## Set problem
Could you reproduce the lines starting with the one that contains "uniform accordingly in the photo above." and continuing through the last line, requests included, with every point coordinate multiplied by 1.6 and rounded to a whole number, halves rounded up? Give only those lines.

※ ※ ※

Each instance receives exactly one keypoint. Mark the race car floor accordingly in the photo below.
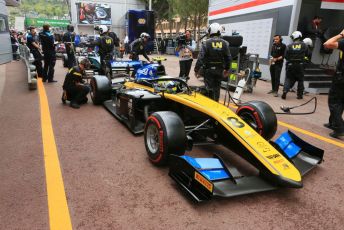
(63, 168)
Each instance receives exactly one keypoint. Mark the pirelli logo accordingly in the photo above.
(217, 45)
(207, 184)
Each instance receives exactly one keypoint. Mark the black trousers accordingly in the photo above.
(275, 72)
(185, 67)
(71, 60)
(212, 81)
(294, 73)
(49, 65)
(78, 94)
(38, 62)
(336, 104)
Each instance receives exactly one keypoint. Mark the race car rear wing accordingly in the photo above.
(203, 178)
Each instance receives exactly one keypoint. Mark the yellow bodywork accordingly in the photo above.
(272, 159)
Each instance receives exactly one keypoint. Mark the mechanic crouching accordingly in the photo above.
(138, 47)
(295, 56)
(74, 88)
(215, 58)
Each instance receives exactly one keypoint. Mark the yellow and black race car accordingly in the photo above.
(174, 117)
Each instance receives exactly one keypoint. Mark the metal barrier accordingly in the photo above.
(28, 59)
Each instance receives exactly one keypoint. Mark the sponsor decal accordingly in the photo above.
(264, 146)
(208, 185)
(235, 122)
(141, 21)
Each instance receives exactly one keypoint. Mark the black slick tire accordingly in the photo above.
(260, 116)
(100, 89)
(164, 134)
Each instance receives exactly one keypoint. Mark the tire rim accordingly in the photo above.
(249, 119)
(153, 139)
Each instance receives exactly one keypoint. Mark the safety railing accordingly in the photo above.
(28, 59)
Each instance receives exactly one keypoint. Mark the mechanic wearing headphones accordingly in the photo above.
(68, 40)
(276, 63)
(35, 49)
(138, 46)
(74, 88)
(48, 46)
(336, 94)
(215, 58)
(295, 56)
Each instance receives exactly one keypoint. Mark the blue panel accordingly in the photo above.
(217, 174)
(209, 163)
(285, 142)
(191, 161)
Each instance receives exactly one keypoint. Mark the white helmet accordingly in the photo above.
(308, 42)
(144, 35)
(296, 35)
(103, 29)
(215, 28)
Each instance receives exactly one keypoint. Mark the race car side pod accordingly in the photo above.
(204, 178)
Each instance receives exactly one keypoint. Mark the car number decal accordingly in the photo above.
(203, 181)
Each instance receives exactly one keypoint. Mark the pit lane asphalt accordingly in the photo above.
(110, 184)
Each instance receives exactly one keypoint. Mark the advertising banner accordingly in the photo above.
(38, 22)
(332, 4)
(94, 13)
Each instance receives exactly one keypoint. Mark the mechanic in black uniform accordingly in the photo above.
(295, 55)
(74, 88)
(68, 39)
(138, 47)
(48, 47)
(276, 63)
(32, 41)
(215, 58)
(105, 48)
(336, 94)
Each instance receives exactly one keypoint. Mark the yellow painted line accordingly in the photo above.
(59, 217)
(328, 140)
(316, 136)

※ ※ ※

## The completed task
Each instance receives exactly one keypoint. Mark the mechanic in black uniform accordingly in the photo above.
(472, 88)
(118, 141)
(109, 62)
(221, 75)
(77, 75)
(442, 101)
(51, 66)
(344, 93)
(168, 77)
(538, 150)
Each instance receives exactly one keypoint. Mark the yellow painted line accordingly in the photo above.
(94, 347)
(525, 224)
(506, 218)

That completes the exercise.